While any contract is a compromise, Gill said Local 5 is satisfied with the contract and will be using it as the standard to replace other expiring hotel contracts. Contracts are expiring at 20 Local 5 hotels in Hawaii this year.
Kyo-ya said that the new agreement meets the needs of the employees and the ownership group.
“We look forward to welcoming (employees) back and look forward to more years of working together to successfully provide world-class service to our guests. We also want to thank the community for their patience and understanding throughout this process,” Kyo-ya said in a statement.
Following the contract vote, the scene at Ala Moana Hotel was festive as workers sang their own strike version of “Feliz Navidad.”
Jowenna Ellazar, who works at the Princess Kaiulani, said, “This day is a huge victory for all of us. We’ve got something huge that we’ve been needing, not wanting. We needed to do this for our families, for our kids, for our future.”
Ellazar said the strike was difficult for members, but added, “We’d do it again for sure because we got an amazing contract.”
In addition to wage and benefit increases, workers also obtained several safety and security provisions. The contract also created a fund to support members who need assistance with child care or elder care. It launches a pilot program that allows workers with more than 25 years of service to work as little as three days a week without losing seniority.
It requires the employer to submit proposed changes to automation and technology to a technology committee 165 days before implementation and negotiate them before they take effect. Displaced workers would be entitled to return rights, retraining, severance and medical and pension bridging.
The contract addresses safety for workers by requiring installation by 2019 of panic buttons for employees who work alone in guest rooms. Kyo-ya also agreed to keep lists of guests who make unwanted sexual advances to workers and warn workers if they are staying in the hotel and reassign those who feel uncomfortable. According to the contract, guests who are accused by workers of sexual assault or criminal conduct will not be allowed to return to the hotel for at least three years.
The local action was part of a nationwide strike, which is also underway in San Francisco. Settlements have been reached in Boston, Detroit and the California cities of San Jose, Oakland and San Diego.

■ INFORMATION:
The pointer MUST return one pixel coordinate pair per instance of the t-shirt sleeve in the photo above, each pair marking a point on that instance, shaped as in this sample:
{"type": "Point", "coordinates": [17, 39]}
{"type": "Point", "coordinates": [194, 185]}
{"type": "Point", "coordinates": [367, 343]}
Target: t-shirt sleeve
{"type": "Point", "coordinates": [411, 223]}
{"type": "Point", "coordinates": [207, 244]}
* * *
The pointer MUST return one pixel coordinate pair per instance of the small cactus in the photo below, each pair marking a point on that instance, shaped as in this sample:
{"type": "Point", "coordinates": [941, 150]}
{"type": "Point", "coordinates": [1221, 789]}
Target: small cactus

■ TASK PROMPT: Resume the article about the Hawaii hotel workers' contract, picking up after its last sentence. The records play no part here.

■ RESPONSE TO THE EXERCISE:
Now Honolulu workers say they are just anxious to get back to work. One picketer said Tuesday, “We miss our jobs. We love working.”
Waikiki resident Dave Moskowitz said, “I just wish the union and management had come to a conclusion sooner. In this case I think the hotels lost a lot more than the workers. It’s going to be hard to rebuild consumer goodwill.”
The prolonged strike, which was about twice the length of Local 5’s 1990 hotel strike, divided the community and cast a blight on Hawaii’s tourism brand. It was the longest hotel workers strike in the state since 1970 when International Longshore and Warehouse Union workers went on strike at neighbor island hotels for more than 10 weeks.
Local 5’s last big strike was in 1990 when workers walked the picket lines for 22 days. That strike involved 7,500 workers for Hilton Hawaiian Village, Hyatt Regency Waikiki, the Ilikai, Kahala Hilton, Sheraton Waikiki, Sheraton Moana Surfrider, Princess Kaiulani, Royal Hawaiian Hotel, Sheraton Kauai, Sheraton Maui and Kona Hilton.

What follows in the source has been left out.